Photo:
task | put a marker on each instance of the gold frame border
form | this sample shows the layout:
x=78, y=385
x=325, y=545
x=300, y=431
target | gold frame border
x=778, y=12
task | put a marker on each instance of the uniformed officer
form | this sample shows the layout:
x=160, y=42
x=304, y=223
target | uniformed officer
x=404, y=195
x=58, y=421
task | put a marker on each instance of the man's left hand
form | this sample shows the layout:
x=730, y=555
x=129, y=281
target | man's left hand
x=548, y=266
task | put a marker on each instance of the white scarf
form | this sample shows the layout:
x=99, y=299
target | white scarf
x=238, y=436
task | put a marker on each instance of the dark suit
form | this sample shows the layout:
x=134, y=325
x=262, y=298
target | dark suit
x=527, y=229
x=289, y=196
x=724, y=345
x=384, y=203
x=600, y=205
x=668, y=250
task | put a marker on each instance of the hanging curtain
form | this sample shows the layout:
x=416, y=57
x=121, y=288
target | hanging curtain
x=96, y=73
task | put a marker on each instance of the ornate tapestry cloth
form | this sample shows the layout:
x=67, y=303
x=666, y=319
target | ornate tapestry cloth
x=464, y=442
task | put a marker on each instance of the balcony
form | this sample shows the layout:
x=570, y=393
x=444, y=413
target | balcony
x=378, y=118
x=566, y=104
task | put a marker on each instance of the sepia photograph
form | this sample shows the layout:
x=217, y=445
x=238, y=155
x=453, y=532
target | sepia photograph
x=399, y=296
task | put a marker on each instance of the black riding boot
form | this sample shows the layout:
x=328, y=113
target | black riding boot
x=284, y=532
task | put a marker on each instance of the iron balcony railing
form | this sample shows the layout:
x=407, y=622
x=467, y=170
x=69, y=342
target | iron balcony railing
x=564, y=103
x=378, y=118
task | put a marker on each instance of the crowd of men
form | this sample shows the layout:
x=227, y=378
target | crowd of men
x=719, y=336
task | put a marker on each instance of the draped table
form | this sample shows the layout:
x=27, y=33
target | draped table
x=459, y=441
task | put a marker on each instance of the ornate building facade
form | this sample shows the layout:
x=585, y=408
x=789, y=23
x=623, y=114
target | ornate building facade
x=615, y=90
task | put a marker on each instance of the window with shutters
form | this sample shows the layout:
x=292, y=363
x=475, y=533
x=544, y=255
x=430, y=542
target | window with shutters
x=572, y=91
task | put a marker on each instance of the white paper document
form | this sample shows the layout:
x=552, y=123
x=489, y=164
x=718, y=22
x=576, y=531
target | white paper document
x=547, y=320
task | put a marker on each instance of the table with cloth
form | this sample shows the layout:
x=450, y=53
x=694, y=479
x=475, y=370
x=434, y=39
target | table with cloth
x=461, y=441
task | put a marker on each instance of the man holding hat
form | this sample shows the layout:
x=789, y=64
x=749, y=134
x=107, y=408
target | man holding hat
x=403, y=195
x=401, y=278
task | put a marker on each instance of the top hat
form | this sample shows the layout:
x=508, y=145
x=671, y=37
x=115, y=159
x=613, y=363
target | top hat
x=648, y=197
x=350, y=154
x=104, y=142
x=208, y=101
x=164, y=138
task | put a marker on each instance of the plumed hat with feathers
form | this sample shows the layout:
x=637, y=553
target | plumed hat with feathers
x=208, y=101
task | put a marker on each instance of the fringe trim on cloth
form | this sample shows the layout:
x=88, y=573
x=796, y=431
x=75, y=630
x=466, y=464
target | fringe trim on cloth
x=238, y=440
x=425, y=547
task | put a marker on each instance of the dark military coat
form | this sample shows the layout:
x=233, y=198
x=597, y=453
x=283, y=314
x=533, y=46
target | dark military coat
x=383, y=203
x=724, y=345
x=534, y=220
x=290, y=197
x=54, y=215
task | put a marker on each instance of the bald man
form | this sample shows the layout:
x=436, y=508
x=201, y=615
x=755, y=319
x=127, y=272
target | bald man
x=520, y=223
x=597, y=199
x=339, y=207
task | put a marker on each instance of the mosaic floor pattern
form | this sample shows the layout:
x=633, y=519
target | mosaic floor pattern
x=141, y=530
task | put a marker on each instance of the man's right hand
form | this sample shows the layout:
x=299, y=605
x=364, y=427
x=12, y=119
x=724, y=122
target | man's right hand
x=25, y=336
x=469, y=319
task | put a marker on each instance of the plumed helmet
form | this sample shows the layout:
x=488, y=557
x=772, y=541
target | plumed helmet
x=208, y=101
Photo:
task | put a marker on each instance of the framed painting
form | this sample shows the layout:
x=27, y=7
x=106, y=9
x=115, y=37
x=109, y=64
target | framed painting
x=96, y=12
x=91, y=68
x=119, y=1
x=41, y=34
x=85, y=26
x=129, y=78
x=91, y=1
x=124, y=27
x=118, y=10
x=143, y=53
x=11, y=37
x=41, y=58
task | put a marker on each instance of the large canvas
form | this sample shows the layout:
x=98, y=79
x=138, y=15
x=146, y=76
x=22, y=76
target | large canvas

> [TRY IT] Copy every single line of the material above that holds "canvas".

> [REPLY]
task | put a marker on each instance of the large canvas
target | large canvas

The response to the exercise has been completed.